● Required work: List each line in the entries below that contains the string "negative", treating uppercase and lowercase letters as different.

● Input:
----------

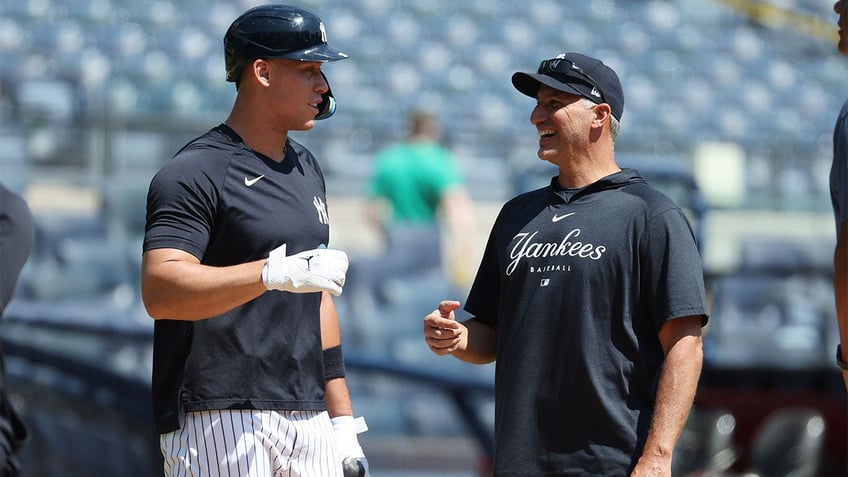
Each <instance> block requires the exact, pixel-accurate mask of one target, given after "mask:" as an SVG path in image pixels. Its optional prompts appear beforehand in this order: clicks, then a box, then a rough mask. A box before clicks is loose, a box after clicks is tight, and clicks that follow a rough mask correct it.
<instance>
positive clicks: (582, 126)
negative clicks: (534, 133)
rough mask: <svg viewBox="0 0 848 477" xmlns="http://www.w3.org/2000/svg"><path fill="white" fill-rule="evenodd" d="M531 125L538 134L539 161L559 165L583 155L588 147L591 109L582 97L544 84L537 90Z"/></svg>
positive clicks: (590, 128)
mask: <svg viewBox="0 0 848 477" xmlns="http://www.w3.org/2000/svg"><path fill="white" fill-rule="evenodd" d="M536 99H537V101H536V107H535V108H533V112H532V113H531V114H530V122H531V123H533V125H534V126H536V130H537V131H538V133H539V151H538V153H537V154H538V156H539V159H542V160H544V161H548V162H551V163H553V164H555V165H557V166H561V165H562V164H563V163H564V161H570V160H574V159H576V158H579V157H581V156H582V155H585V154H586V152H587V151H588V150H589V146H590V135H591V127H592V121H593V120H594V119H595V112H594V110H593V108H587V107H586V105H585V104H584V102H583V98H582V97H581V96H578V95H576V94H569V93H564V92H562V91H558V90H555V89H553V88H549V87H547V86H545V85H541V86H540V87H539V92H538V94H537V95H536Z"/></svg>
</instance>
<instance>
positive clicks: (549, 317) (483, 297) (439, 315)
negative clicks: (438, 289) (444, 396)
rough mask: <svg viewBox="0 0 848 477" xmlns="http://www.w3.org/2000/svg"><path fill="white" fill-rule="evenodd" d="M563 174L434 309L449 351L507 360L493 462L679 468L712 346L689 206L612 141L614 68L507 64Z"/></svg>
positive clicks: (537, 468) (664, 471)
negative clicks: (478, 265)
mask: <svg viewBox="0 0 848 477" xmlns="http://www.w3.org/2000/svg"><path fill="white" fill-rule="evenodd" d="M512 82H513V85H514V86H515V88H516V89H517V90H518V91H520V92H521V93H523V94H525V95H527V96H530V97H532V98H534V100H535V105H534V107H533V110H532V113H531V114H530V122H531V123H532V124H533V126H534V127H535V128H536V133H537V134H538V140H539V143H538V145H539V149H538V152H537V154H538V156H539V158H540V159H542V160H546V161H549V162H551V163H552V164H555V165H556V166H558V168H559V175H558V176H556V177H554V178H552V180H551V183H550V185H549V186H547V187H543V188H541V189H538V190H535V191H531V192H527V193H525V194H522V195H519V196H518V197H516V198H514V199H512V200H510V201H509V202H507V203H506V204H505V205H504V207H503V209H502V210H501V212H500V214H499V215H498V217H497V219H496V221H495V224H494V226H493V228H492V232H491V235H490V237H489V241H488V244H487V245H486V249H485V252H484V255H483V260H482V263H481V265H480V268H479V270H478V272H477V277H476V278H475V280H474V284H473V285H472V288H471V291H470V293H469V295H468V300H467V303H466V305H465V309H466V310H467V311H468V312H469V313H470V314H471V315H472V318H470V319H468V320H465V321H463V322H462V323H459V322H457V321H454V317H455V315H454V310H456V309H457V307H458V306H459V303H458V302H455V301H449V302H448V301H446V302H443V303H442V304H441V305H440V306H439V309H437V310H435V311H434V312H433V313H431V314H429V315H428V316H426V317H425V318H424V336H425V339H426V342H427V344H428V345H429V346H430V349H431V350H432V351H433V352H434V353H436V354H439V355H445V354H453V355H454V356H456V357H457V358H459V359H462V360H465V361H468V362H472V363H488V362H491V361H494V360H497V368H496V376H495V462H494V470H495V472H494V473H495V475H496V476H519V475H520V476H551V475H558V476H566V475H567V476H585V475H604V476H613V475H614V476H624V475H629V476H648V475H651V476H653V475H671V456H672V452H673V449H674V446H675V444H676V441H677V439H678V437H679V435H680V432H681V430H682V429H683V425H684V423H685V422H686V418H687V416H688V413H689V410H690V408H691V405H692V402H693V399H694V395H695V389H696V387H697V384H698V377H699V375H700V372H701V363H702V357H703V352H702V348H701V326H702V325H703V324H705V323H706V321H707V315H706V311H705V310H706V303H705V301H706V300H705V291H704V281H703V273H702V271H701V261H700V257H699V255H698V250H697V247H696V244H695V239H694V236H693V234H692V230H691V229H690V227H689V224H688V222H687V220H686V218H685V216H684V215H683V213H682V212H681V210H680V209H679V208H678V207H677V206H676V205H675V204H674V203H673V202H672V201H671V200H670V199H669V198H668V197H666V196H665V195H663V194H662V193H660V192H658V191H656V190H655V189H653V188H652V187H650V186H649V185H648V184H647V183H646V182H645V180H644V179H643V178H642V177H641V176H640V175H639V173H638V172H637V171H635V170H632V169H622V168H621V167H619V166H618V164H617V163H616V161H615V158H614V153H613V145H614V142H615V139H616V137H617V134H618V131H619V127H620V126H619V125H620V120H621V115H622V113H623V111H624V95H623V91H622V88H621V84H620V82H619V79H618V75H617V74H616V73H615V72H614V71H613V70H612V69H611V68H610V67H608V66H607V65H605V64H604V63H603V62H601V61H600V60H598V59H595V58H592V57H589V56H586V55H582V54H579V53H564V54H561V55H559V56H557V57H555V58H551V59H548V60H544V61H542V62H541V64H540V65H539V68H538V70H537V71H536V72H535V73H523V72H519V73H516V74H514V75H513V76H512Z"/></svg>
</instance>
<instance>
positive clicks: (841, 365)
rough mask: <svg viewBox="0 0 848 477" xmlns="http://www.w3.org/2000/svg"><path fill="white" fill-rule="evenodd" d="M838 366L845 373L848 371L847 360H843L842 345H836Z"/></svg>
mask: <svg viewBox="0 0 848 477" xmlns="http://www.w3.org/2000/svg"><path fill="white" fill-rule="evenodd" d="M836 364H838V365H839V367H840V368H842V370H843V371H848V363H846V362H845V360H844V359H842V345H841V344H839V345H836Z"/></svg>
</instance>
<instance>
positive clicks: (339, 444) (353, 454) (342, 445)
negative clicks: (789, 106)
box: [330, 416, 371, 477]
mask: <svg viewBox="0 0 848 477" xmlns="http://www.w3.org/2000/svg"><path fill="white" fill-rule="evenodd" d="M330 420H331V421H332V423H333V431H334V435H335V436H336V444H337V445H338V447H339V453H341V455H342V468H343V470H344V475H345V477H369V476H370V475H371V474H370V473H369V471H368V459H366V458H365V453H364V452H363V451H362V447H360V445H359V439H357V437H356V435H357V434H359V433H361V432H365V431H367V430H368V426H367V425H366V424H365V418H362V417H357V418H356V419H354V418H353V416H338V417H334V418H332V419H330Z"/></svg>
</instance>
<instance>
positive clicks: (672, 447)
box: [643, 336, 703, 459]
mask: <svg viewBox="0 0 848 477" xmlns="http://www.w3.org/2000/svg"><path fill="white" fill-rule="evenodd" d="M702 364H703V349H702V345H701V337H700V336H687V337H685V338H682V339H680V341H678V342H677V343H676V344H675V345H674V346H673V347H672V348H671V350H670V351H669V353H668V354H667V355H666V360H665V364H664V365H663V370H662V373H661V375H660V382H659V388H658V390H657V399H656V405H655V407H654V417H653V420H652V422H651V431H650V432H649V434H648V439H647V441H646V443H645V449H644V451H643V455H652V456H658V457H668V458H669V459H670V458H671V454H672V452H673V450H674V446H675V445H676V443H677V440H678V438H679V437H680V434H681V432H682V431H683V427H684V425H685V424H686V419H687V418H688V416H689V411H690V410H691V409H692V403H693V402H694V400H695V391H696V389H697V387H698V379H699V377H700V375H701V367H702Z"/></svg>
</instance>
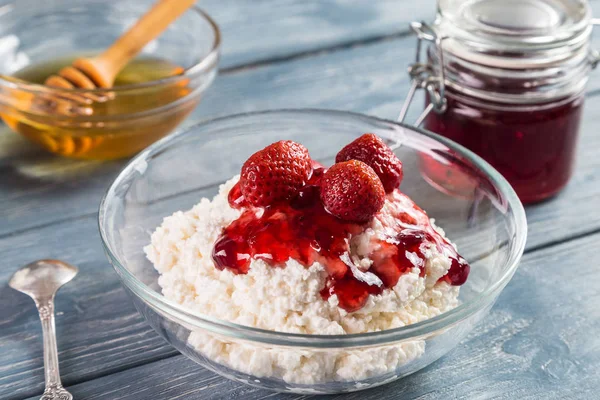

----------

● Finished task:
negative clicks: (534, 133)
negative clicks: (438, 289) (444, 396)
negative clicks: (478, 265)
negative clicks: (789, 106)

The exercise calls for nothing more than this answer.